- **Your goal**
Copy out every line of the records below, character for character, with no changes.

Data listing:
»»

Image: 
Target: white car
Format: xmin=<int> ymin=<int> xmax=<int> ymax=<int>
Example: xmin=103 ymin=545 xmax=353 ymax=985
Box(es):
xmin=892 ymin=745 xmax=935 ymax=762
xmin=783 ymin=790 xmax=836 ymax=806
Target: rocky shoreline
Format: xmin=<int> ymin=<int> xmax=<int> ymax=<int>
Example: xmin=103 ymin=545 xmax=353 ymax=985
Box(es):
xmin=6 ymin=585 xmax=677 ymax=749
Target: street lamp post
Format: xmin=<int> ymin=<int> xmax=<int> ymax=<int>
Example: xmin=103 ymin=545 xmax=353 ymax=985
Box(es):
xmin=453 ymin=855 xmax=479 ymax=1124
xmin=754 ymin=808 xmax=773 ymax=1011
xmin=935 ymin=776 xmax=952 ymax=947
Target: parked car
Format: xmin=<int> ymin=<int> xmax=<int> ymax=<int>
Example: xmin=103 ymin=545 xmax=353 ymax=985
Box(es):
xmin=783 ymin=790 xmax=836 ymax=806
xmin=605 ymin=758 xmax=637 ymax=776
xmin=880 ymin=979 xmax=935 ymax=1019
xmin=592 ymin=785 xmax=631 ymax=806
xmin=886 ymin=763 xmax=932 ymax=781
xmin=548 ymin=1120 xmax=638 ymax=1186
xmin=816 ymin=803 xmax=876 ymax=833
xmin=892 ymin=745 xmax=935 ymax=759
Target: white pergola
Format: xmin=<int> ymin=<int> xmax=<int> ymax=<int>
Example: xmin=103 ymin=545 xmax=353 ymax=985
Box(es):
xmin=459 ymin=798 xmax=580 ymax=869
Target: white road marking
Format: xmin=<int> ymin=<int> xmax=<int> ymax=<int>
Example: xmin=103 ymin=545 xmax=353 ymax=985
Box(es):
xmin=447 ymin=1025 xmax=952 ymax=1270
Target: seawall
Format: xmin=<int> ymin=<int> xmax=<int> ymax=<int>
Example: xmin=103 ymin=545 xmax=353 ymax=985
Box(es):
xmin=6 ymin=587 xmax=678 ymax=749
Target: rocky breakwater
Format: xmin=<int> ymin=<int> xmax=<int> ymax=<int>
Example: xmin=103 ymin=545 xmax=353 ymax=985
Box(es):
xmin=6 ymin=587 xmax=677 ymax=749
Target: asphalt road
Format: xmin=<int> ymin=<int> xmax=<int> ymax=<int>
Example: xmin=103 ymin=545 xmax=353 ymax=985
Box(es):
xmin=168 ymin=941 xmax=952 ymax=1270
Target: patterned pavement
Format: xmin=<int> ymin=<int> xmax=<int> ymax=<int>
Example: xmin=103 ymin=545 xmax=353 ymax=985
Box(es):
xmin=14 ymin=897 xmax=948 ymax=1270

««

- **Response for this exercise**
Image: 
Target: white car
Format: xmin=<int> ymin=<int> xmax=<int> ymax=<int>
Example: xmin=103 ymin=545 xmax=353 ymax=985
Box(es):
xmin=892 ymin=745 xmax=935 ymax=762
xmin=783 ymin=790 xmax=836 ymax=806
Target: rocky shoreline
Format: xmin=<int> ymin=<int> xmax=<int> ymax=<int>
Example: xmin=103 ymin=545 xmax=353 ymax=985
Box(es):
xmin=6 ymin=585 xmax=677 ymax=749
Target: street lamp post
Format: xmin=<int> ymin=<int> xmax=<int> ymax=<int>
Example: xmin=103 ymin=545 xmax=353 ymax=985
Box(es):
xmin=453 ymin=855 xmax=479 ymax=1124
xmin=754 ymin=808 xmax=773 ymax=1011
xmin=935 ymin=776 xmax=952 ymax=947
Target: parked car
Format: xmin=<int> ymin=<int> xmax=<int> ymax=<int>
Example: xmin=103 ymin=545 xmax=353 ymax=985
Box(es):
xmin=783 ymin=790 xmax=836 ymax=806
xmin=605 ymin=758 xmax=637 ymax=776
xmin=880 ymin=979 xmax=935 ymax=1019
xmin=592 ymin=785 xmax=631 ymax=806
xmin=886 ymin=763 xmax=932 ymax=781
xmin=548 ymin=1120 xmax=638 ymax=1186
xmin=816 ymin=803 xmax=876 ymax=833
xmin=892 ymin=745 xmax=935 ymax=759
Target: white pergola
Format: xmin=<int> ymin=<int> xmax=<int> ymax=<int>
Example: xmin=103 ymin=545 xmax=353 ymax=985
Box(es):
xmin=459 ymin=798 xmax=580 ymax=869
Target: white road marking
Format: xmin=<int> ymin=<int> xmax=<int> ymax=<int>
Example: xmin=103 ymin=545 xmax=353 ymax=985
Box(es):
xmin=447 ymin=1025 xmax=952 ymax=1270
Target: seawall
Format: xmin=<int> ymin=<int> xmax=<int> ymax=<int>
Example: xmin=103 ymin=545 xmax=353 ymax=985
Box(es):
xmin=6 ymin=587 xmax=678 ymax=749
Target: rocky breakwater
Format: xmin=<int> ymin=<int> xmax=<int> ymax=<int>
Example: xmin=103 ymin=545 xmax=353 ymax=985
Box(es):
xmin=6 ymin=587 xmax=677 ymax=749
Target: asphalt road
Format: xmin=<int> ymin=<int> xmax=<int> ymax=<int>
Example: xmin=103 ymin=545 xmax=353 ymax=985
Box(es):
xmin=168 ymin=941 xmax=952 ymax=1270
Target: patterned pavement
Format: xmin=<int> ymin=<int> xmax=<int> ymax=<int>
Example: xmin=103 ymin=545 xmax=353 ymax=985
Box(es):
xmin=14 ymin=897 xmax=948 ymax=1270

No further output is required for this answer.